▸ STATED GOAL:
List each line of the items below that contains the word "truck", copying every such line in full.

[Data entries]

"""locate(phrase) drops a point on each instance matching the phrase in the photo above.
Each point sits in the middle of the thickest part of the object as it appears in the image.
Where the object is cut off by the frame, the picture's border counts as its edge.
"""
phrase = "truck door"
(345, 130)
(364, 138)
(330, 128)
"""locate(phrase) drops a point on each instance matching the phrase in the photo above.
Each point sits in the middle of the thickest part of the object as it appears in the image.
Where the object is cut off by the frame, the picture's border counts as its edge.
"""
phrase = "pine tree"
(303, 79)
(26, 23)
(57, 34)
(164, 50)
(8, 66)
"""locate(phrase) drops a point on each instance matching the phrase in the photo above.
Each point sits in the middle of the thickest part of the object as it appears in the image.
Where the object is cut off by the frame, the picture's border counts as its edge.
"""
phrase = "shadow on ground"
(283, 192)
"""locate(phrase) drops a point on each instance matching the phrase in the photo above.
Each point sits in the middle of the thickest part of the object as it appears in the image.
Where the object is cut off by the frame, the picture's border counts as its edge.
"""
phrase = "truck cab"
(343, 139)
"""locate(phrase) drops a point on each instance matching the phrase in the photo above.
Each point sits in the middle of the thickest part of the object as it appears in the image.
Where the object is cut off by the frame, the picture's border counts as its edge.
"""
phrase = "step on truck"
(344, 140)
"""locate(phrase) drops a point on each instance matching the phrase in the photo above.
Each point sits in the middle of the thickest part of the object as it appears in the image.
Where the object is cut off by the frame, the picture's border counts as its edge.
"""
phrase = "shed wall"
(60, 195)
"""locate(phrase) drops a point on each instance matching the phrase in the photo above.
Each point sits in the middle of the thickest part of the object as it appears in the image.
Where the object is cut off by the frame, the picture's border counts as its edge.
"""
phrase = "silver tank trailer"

▸ WRITTEN RESPONSE:
phrase = "truck door"
phrase = "truck cab"
phrase = "step on truck"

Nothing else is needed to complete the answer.